» TASK TO COMPLETE: Edit the passage on new medical therapies between "The discovery of" and "and kidney cancer.", inclusive, replacing "autoimmune diseases" with "autoimmune disorders".

The discovery of these so-called peacekeeper cells earned a Nobel Prize, and clinical applications have been in development for years. Similar therapies are being tested for autoimmune diseases, potentially offering new treatment options for conditions such as lupus, rheumatoid arthritis, and type 1 diabetes. (Source: Scientific American)
Cancer Vaccines and Targeted Therapies
The broader landscape of precision medicine in 2026 extends well beyond gene editing. Dana-Farber Cancer Institute identified 10 cancer-related breakthroughs for the year, including personalized cancer vaccines designed to train individual patients’ immune systems to recognize and attack their specific tumors. Dana-Farber investigators including Catherine Wu and Patrick Ott are testing these vaccines in clinical trials for melanoma and kidney cancer.

» PROVIDED DATA:
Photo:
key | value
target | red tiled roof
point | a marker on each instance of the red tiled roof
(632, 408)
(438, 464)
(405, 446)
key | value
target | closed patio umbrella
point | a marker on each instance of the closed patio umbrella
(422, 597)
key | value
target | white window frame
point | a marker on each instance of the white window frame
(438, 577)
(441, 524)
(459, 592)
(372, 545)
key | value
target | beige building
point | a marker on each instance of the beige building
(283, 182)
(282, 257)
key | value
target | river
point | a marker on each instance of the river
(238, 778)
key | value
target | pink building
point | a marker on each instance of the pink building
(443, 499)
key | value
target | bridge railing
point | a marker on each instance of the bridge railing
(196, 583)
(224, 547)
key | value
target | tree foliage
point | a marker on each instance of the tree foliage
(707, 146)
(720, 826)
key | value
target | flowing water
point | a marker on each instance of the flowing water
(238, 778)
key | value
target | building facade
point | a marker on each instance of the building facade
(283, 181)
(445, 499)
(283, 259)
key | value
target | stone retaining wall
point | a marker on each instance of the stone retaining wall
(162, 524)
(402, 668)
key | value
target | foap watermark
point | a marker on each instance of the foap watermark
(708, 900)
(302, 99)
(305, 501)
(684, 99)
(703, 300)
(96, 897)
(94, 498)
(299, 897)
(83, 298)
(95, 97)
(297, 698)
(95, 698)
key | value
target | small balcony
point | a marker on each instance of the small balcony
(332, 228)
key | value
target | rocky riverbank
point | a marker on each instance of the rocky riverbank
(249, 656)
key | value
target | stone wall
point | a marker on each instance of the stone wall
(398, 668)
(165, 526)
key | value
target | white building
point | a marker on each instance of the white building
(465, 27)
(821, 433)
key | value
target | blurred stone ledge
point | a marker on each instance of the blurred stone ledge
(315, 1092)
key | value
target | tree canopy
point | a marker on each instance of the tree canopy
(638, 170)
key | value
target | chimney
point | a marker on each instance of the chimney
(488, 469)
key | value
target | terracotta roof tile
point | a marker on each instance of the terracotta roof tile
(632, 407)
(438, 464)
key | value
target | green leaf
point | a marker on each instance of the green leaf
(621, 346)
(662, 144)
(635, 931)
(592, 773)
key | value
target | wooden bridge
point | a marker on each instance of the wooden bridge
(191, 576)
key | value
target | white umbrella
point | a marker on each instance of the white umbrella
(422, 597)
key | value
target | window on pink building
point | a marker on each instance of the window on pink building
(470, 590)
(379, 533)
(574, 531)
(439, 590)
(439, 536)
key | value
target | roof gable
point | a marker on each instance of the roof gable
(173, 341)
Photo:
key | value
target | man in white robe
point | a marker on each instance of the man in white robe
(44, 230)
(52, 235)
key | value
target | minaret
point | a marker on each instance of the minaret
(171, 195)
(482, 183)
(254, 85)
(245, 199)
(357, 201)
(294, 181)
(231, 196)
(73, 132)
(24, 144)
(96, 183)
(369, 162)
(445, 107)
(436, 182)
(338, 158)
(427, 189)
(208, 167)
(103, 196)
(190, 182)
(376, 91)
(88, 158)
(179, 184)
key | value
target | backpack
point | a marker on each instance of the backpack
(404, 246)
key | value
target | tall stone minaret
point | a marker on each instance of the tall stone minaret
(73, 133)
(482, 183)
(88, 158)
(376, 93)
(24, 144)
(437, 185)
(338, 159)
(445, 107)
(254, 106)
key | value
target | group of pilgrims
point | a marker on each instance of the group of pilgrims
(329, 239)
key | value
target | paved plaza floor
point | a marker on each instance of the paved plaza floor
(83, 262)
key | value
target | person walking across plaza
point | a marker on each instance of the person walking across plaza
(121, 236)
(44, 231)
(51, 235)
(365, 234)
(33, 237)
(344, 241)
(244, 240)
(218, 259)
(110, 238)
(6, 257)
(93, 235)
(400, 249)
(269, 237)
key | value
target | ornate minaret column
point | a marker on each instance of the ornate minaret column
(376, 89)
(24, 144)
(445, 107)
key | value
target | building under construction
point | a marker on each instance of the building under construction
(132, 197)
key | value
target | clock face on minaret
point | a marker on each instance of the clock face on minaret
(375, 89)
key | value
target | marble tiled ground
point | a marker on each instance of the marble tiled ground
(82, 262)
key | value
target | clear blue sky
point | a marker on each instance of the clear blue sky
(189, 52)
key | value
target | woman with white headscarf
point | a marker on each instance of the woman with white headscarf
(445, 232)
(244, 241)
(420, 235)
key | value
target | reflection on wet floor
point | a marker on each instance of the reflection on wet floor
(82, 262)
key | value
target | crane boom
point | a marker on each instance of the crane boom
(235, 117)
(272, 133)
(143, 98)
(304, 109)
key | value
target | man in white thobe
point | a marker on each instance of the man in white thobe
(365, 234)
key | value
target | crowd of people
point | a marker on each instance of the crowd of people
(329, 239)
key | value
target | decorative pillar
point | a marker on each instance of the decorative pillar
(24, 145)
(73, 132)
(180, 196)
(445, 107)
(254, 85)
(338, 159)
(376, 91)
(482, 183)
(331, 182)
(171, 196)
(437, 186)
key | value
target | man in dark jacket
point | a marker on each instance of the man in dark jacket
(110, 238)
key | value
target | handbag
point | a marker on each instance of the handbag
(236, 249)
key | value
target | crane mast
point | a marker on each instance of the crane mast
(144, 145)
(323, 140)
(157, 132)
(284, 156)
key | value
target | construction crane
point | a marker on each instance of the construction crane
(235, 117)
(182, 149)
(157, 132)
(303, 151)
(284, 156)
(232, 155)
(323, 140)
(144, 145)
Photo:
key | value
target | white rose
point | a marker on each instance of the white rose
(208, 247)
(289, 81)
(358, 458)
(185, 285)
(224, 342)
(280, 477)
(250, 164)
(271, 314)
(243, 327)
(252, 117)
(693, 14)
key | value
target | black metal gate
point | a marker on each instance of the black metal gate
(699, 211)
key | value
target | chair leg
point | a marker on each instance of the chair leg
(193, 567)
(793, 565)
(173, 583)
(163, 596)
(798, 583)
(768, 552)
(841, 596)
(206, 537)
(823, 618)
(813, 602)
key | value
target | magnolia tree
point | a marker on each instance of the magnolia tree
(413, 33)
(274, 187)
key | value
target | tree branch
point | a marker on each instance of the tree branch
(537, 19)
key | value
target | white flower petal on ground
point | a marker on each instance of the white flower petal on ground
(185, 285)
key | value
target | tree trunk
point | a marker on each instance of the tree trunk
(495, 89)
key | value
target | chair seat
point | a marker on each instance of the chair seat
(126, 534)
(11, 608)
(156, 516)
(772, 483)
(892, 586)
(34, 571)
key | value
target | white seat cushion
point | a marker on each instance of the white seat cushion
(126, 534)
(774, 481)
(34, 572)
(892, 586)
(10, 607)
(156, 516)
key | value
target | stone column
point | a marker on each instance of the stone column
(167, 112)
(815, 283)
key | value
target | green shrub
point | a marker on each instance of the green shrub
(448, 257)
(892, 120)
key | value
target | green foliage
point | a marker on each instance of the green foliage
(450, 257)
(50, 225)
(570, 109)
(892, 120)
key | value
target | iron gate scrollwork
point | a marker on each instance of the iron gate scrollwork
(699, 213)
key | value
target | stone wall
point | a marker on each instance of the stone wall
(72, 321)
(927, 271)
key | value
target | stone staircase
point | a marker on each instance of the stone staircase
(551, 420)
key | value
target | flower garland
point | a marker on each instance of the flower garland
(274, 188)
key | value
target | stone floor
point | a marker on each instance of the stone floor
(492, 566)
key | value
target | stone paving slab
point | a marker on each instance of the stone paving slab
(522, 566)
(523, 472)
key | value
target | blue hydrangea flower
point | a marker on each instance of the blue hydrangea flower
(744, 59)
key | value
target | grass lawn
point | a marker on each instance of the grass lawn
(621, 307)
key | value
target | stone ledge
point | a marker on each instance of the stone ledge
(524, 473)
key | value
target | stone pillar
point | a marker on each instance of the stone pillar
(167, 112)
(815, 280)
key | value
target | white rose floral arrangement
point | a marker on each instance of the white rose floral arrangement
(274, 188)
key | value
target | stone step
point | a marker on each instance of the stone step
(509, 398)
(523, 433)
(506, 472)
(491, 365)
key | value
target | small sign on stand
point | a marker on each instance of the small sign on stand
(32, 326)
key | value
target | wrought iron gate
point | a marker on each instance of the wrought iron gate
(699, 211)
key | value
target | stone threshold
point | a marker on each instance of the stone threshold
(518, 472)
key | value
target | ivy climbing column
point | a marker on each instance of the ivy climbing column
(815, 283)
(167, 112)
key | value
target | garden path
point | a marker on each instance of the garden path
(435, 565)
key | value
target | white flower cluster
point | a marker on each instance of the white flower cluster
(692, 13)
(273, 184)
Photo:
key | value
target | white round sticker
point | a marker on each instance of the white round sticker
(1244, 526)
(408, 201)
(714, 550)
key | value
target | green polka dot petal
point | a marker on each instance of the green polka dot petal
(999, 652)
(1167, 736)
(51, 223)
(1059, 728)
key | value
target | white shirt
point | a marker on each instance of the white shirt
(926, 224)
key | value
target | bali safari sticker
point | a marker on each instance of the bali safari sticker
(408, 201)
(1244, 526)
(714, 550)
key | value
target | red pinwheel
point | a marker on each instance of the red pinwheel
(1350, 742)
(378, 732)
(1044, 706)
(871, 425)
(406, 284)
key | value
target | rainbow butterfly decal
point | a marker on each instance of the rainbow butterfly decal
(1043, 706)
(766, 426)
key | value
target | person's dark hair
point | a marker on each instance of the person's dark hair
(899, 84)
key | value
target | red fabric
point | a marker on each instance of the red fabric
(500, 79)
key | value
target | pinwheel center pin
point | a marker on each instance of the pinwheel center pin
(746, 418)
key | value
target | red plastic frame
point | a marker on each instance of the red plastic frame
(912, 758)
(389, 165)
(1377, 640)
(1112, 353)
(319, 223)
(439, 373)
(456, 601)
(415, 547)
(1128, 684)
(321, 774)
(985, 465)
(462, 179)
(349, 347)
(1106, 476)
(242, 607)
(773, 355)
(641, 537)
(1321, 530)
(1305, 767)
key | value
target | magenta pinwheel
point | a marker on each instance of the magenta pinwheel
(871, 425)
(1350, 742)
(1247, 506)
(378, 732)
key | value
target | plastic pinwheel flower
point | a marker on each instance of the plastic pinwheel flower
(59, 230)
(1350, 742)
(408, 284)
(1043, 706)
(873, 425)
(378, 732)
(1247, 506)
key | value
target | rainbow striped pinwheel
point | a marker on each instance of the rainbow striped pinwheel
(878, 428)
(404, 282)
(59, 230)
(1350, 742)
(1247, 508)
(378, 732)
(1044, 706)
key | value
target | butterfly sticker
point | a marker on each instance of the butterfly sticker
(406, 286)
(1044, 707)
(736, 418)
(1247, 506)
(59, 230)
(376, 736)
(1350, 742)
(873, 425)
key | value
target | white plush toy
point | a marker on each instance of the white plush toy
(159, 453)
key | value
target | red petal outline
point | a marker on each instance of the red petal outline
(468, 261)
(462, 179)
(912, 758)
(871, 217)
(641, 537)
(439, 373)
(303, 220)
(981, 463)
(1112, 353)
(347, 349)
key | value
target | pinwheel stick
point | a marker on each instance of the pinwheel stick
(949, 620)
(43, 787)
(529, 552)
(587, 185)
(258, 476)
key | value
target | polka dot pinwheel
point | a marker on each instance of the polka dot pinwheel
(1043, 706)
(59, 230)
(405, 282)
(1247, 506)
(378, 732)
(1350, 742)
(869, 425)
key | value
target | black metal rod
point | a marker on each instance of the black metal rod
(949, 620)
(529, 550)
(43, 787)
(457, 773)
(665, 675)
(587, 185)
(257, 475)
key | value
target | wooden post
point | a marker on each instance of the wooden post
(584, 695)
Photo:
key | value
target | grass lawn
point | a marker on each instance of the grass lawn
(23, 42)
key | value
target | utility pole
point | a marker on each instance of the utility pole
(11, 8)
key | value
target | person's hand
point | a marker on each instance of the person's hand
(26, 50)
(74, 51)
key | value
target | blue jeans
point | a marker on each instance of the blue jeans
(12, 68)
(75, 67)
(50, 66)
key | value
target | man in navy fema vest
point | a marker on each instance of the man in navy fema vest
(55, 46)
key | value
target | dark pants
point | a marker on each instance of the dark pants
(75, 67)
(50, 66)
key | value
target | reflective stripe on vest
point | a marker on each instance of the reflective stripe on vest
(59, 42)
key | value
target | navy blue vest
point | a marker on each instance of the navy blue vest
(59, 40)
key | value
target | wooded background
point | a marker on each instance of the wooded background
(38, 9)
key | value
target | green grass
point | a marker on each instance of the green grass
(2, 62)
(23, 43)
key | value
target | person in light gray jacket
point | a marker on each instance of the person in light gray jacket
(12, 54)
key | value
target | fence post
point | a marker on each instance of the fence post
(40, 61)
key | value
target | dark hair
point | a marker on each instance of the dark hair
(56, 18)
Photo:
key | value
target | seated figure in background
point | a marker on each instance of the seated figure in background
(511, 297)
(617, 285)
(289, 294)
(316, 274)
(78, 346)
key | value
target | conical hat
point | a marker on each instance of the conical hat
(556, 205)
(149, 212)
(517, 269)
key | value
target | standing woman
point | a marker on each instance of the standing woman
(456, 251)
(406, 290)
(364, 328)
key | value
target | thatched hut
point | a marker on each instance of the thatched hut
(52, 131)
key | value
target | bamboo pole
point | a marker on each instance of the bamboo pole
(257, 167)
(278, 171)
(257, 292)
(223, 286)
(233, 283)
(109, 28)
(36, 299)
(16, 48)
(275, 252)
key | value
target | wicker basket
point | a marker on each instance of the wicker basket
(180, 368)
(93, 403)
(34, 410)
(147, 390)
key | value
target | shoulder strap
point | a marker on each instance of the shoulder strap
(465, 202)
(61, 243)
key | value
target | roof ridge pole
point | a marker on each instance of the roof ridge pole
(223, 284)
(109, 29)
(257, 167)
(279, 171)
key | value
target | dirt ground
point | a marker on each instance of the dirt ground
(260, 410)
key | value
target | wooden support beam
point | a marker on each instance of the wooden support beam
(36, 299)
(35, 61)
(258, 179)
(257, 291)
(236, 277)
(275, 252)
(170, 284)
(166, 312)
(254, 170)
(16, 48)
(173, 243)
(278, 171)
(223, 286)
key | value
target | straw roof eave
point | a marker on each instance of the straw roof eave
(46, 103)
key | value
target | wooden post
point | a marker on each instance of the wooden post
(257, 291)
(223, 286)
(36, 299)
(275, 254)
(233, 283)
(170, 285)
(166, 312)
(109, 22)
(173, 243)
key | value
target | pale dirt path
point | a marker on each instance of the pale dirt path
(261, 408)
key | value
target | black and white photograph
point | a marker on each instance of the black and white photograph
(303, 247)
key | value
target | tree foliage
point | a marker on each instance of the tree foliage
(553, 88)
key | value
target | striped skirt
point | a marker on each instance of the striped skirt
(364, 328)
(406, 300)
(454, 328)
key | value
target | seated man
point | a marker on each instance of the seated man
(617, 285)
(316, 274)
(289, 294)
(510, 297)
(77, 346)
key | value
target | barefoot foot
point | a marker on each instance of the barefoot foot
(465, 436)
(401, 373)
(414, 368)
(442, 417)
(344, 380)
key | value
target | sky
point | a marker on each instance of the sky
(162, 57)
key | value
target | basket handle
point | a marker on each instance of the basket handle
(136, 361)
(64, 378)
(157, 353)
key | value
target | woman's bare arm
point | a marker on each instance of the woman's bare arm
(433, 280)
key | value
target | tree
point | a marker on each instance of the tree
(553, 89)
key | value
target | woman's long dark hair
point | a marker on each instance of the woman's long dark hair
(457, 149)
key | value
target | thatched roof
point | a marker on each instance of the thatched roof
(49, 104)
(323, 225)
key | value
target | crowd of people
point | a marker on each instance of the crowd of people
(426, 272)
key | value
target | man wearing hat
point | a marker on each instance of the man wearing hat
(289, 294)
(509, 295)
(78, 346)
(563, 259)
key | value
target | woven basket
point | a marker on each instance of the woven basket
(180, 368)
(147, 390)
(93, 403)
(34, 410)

» EXERCISE SOLUTION:
The discovery of these so-called peacekeeper cells earned a Nobel Prize, and clinical applications have been in development for years. Similar therapies are being tested for autoimmune disorders, potentially offering new treatment options for conditions such as lupus, rheumatoid arthritis, and type 1 diabetes. (Source: Scientific American)
Cancer Vaccines and Targeted Therapies
The broader landscape of precision medicine in 2026 extends well beyond gene editing. Dana-Farber Cancer Institute identified 10 cancer-related breakthroughs for the year, including personalized cancer vaccines designed to train individual patients’ immune systems to recognize and attack their specific tumors. Dana-Farber investigators including Catherine Wu and Patrick Ott are testing these vaccines in clinical trials for melanoma and kidney cancer.